## TASK DIRECTIONS:
Rewrite the records below with every "place a dot" changed to "mark a point" and everything else left the same. Leave the pictures out of your answer.

## Image location labeling entries:
^^^^^^^^^^^^^^^^

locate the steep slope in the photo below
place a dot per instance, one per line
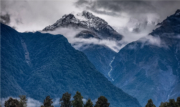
(146, 70)
(38, 65)
(94, 27)
(91, 27)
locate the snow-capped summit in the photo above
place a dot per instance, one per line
(93, 25)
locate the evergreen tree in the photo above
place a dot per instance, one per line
(65, 100)
(88, 103)
(178, 102)
(150, 103)
(11, 103)
(47, 102)
(77, 102)
(102, 102)
(172, 103)
(23, 101)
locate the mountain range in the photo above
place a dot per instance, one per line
(142, 69)
(40, 64)
(149, 68)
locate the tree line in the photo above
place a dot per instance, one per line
(171, 103)
(66, 101)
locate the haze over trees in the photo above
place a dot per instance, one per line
(77, 101)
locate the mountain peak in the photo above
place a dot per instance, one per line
(87, 21)
(87, 14)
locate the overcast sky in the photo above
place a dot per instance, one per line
(32, 15)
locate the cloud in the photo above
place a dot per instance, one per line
(131, 7)
(30, 15)
(5, 18)
(133, 19)
(81, 43)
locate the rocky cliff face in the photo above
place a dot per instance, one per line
(149, 71)
(37, 65)
(94, 27)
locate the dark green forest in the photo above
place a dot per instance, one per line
(65, 101)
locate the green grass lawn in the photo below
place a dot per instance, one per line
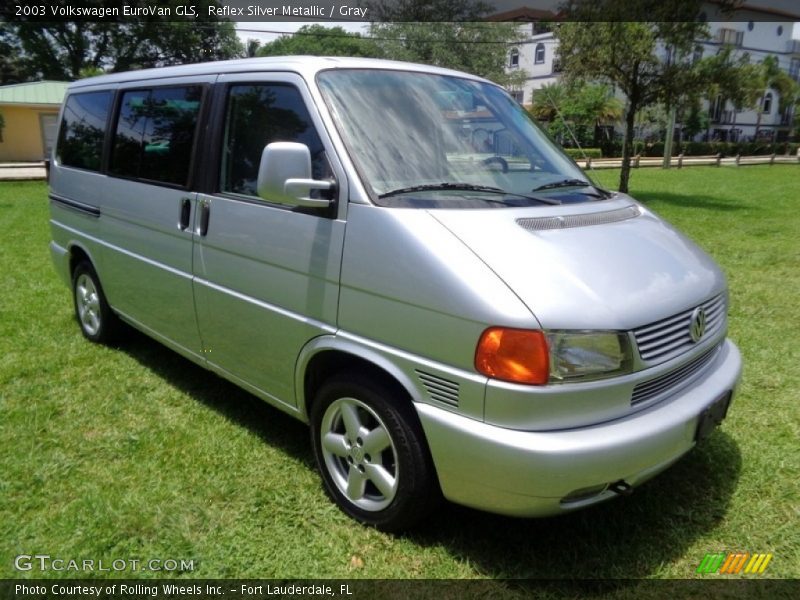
(134, 452)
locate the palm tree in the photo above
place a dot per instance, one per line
(773, 78)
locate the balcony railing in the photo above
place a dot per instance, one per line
(730, 37)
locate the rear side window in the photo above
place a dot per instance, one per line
(83, 129)
(260, 114)
(155, 134)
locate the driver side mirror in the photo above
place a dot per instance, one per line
(284, 176)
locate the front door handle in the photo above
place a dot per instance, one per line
(205, 213)
(185, 213)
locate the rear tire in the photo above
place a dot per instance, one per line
(371, 453)
(97, 321)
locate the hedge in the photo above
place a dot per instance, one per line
(614, 149)
(579, 153)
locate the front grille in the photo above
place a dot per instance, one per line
(670, 337)
(650, 389)
(439, 388)
(599, 218)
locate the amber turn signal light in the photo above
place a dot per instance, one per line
(516, 355)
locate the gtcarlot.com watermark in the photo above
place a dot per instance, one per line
(45, 562)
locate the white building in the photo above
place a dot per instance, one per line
(749, 33)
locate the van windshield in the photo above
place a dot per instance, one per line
(434, 141)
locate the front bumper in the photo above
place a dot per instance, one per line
(525, 473)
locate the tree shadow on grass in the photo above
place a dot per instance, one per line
(654, 199)
(627, 538)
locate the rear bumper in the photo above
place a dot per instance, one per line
(539, 473)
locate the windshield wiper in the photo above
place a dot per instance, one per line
(563, 183)
(465, 187)
(600, 193)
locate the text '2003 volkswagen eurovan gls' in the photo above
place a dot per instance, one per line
(396, 255)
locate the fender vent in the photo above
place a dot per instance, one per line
(564, 222)
(439, 389)
(648, 390)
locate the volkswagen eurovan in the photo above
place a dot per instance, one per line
(396, 255)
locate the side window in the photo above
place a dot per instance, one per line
(155, 133)
(83, 129)
(257, 115)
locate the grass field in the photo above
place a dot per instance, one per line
(134, 452)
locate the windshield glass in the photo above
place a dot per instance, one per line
(428, 140)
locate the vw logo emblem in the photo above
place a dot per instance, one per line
(697, 326)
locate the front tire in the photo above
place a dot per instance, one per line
(371, 453)
(97, 321)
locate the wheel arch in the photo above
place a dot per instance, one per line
(77, 254)
(326, 355)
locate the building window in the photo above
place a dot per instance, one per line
(766, 106)
(730, 37)
(794, 69)
(539, 56)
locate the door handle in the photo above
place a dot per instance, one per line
(205, 213)
(185, 213)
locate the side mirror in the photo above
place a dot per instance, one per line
(284, 176)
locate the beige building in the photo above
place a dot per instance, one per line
(29, 119)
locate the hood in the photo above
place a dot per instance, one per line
(611, 264)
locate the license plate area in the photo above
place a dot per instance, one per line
(712, 416)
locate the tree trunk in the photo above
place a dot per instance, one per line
(627, 147)
(667, 161)
(758, 117)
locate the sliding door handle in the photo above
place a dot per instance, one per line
(185, 213)
(205, 213)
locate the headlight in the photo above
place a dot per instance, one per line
(538, 357)
(587, 355)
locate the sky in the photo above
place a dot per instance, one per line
(258, 29)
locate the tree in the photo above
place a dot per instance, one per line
(624, 46)
(733, 80)
(446, 33)
(773, 78)
(478, 48)
(317, 40)
(11, 71)
(63, 50)
(575, 111)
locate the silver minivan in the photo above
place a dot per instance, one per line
(398, 256)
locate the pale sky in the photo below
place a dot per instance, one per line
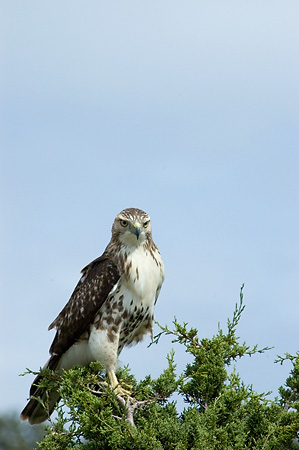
(186, 109)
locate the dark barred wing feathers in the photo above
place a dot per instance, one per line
(98, 279)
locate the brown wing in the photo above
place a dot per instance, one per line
(98, 279)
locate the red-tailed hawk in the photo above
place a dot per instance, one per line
(111, 306)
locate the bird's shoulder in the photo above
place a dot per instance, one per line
(98, 279)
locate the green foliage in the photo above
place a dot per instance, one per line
(221, 412)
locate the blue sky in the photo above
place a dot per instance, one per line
(188, 110)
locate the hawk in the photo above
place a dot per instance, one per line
(112, 306)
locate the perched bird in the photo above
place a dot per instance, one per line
(111, 306)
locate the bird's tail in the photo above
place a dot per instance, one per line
(41, 403)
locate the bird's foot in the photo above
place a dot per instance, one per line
(118, 389)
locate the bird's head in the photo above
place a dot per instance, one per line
(132, 226)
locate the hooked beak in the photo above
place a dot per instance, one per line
(137, 229)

^^^^^^^^^^^^^^^^

## OUTPUT:
locate the steep slope in the photo below
mark a point per instance, one per line
(146, 70)
(38, 65)
(94, 27)
(91, 27)
locate the snow-capped summit in the photo above
mark a point per instance, one per line
(93, 25)
locate the evergreen tree in the photo above
mark a point per instance, one per line
(65, 100)
(88, 103)
(178, 102)
(150, 103)
(11, 103)
(47, 102)
(77, 102)
(102, 102)
(172, 103)
(23, 101)
locate the mountain range in the photo above
mark a point per instance, one per line
(142, 69)
(40, 64)
(149, 68)
locate the tree line in the photo above
mark a point per instance, one per line
(171, 103)
(66, 101)
locate the haze over trees in the photo above
mark a point per instance, one per line
(77, 101)
locate the mountain peak in the photo above
mark a point per instance, one per line
(87, 21)
(87, 14)
locate the overcast sky in the photo above
mark a point per instance, one per line
(32, 15)
locate the cloud in the photo above
mark a point per instance, one per line
(131, 7)
(30, 15)
(5, 18)
(133, 19)
(81, 43)
locate the rocky cliff face in the photo above
mark a point per instance, one per line
(149, 71)
(37, 65)
(94, 27)
locate the dark green forest in the photo above
mark a point per instance, one per line
(65, 101)
locate the green grass lawn in the photo below
mark a point per instance, one per line
(134, 452)
locate the palm tree in the photo above
mark a point per instance, one per line
(773, 78)
locate the balcony railing in the photo above
mark a point per instance, one per line
(730, 37)
locate the rear side window in the photo above
mark a point per instance, one per line
(83, 129)
(260, 114)
(155, 134)
locate the driver side mirror in the photo above
mark a point per instance, one per line
(284, 176)
locate the front door handle in the photo above
mark a point per instance, one per line
(205, 213)
(185, 213)
locate the rear tire in the photo above
mark a point per instance, one per line
(371, 453)
(97, 321)
locate the hedge in the photo above
mark a point per instance, one per line
(614, 149)
(579, 153)
locate the front grille in the photo above
mark a point per instance, one per line
(670, 337)
(650, 389)
(439, 388)
(599, 218)
locate the amber turn signal light in the photo above
mark a point per instance, one per line
(516, 355)
locate the gtcarlot.com watermark in the photo above
mark a point per instance, one per line
(45, 562)
locate the white building in the photo above
mark a point per instance, one per line
(749, 33)
locate the van windshield in the photo above
mark a point per instance, one per line
(434, 141)
locate the front bumper in the photo above
mark a point per instance, one per line
(525, 473)
locate the tree shadow on grass in the photo above
mark a point per instance, one per line
(654, 199)
(627, 538)
locate the rear bumper in the photo above
mark a point per instance, one per line
(539, 473)
locate the windshield wiper in the photo above
mark a point per instance, one per line
(563, 183)
(465, 187)
(600, 193)
locate the text '2003 volkswagen eurovan gls' in the photo above
mark a point per instance, one per line
(396, 255)
locate the fender vent in the photo above
mark a point per instance, one per line
(564, 222)
(439, 389)
(648, 390)
locate the volkswagen eurovan in the photo above
mark a point per instance, one per line
(396, 255)
locate the side window in the photo above
mark a point per instance, one per line
(155, 133)
(83, 129)
(257, 115)
locate the grass field in the photo above
mark a point per instance, one per line
(134, 452)
locate the windshield glass in the photo above
mark a point per instance, one per line
(428, 140)
locate the vw logo emblem in the photo above
mark a point per instance, one per line
(697, 326)
locate the front tire in the photo above
mark a point per instance, one per line
(371, 453)
(97, 321)
locate the wheel arch in the photo above
mark a point per instance, one per line
(77, 254)
(326, 355)
locate the building window in the photo above
mark a point per instance, one per line
(766, 106)
(730, 37)
(794, 69)
(539, 56)
locate the door handle in the photo above
mark a point per instance, one per line
(205, 213)
(185, 213)
locate the side mirror in the photo above
mark a point per instance, one per line
(284, 176)
locate the beige building in the photo above
mark a point per instance, one per line
(29, 119)
locate the hood in the photo above
mark a point per instance, one per line
(611, 264)
locate the license plate area in the photo above
mark a point per instance, one per line
(712, 416)
locate the tree trunk in the photo above
mark a point per instance, one per line
(627, 147)
(667, 161)
(758, 117)
locate the sliding door handle in the photo above
mark a point per instance, one per line
(185, 213)
(205, 213)
locate the headlight in the photo above
mark a point per instance, one per line
(538, 357)
(587, 355)
locate the sky in the photo above
mark a point per instance, one per line
(258, 29)
locate the tree in the photo above
mark a point per instance, one per line
(624, 46)
(733, 80)
(446, 33)
(773, 78)
(478, 48)
(317, 40)
(11, 71)
(63, 50)
(575, 111)
locate the silver minivan in the photo above
mark a point per instance, one per line
(398, 256)
locate the pale sky in the photo below
mark a point per instance, one per line
(186, 109)
locate the dark barred wing feathers in the photo above
mark a point per instance, one per line
(98, 279)
locate the brown wing in the photo above
mark a point per instance, one per line
(98, 279)
locate the red-tailed hawk in the photo above
mark a point per instance, one per line
(111, 306)
locate the bird's shoulder in the photo above
mark a point per instance, one per line
(98, 279)
locate the green foliage in the photo above
mark a point per instance, one per line
(221, 412)
locate the blue sky in the photo above
mark a point per instance, one per line
(188, 110)
locate the hawk in the photo above
mark a point per instance, one per line
(112, 306)
locate the perched bird in the photo above
mark a point per instance, one per line
(111, 306)
locate the bird's tail in the photo above
mark a point per instance, one per line
(41, 403)
locate the bird's foot in the photo above
mark a point per instance, one per line
(118, 389)
locate the bird's head in the photo above
mark a point per instance, one per line
(132, 226)
locate the hooked beak in the photo above
mark a point per instance, one per line
(137, 229)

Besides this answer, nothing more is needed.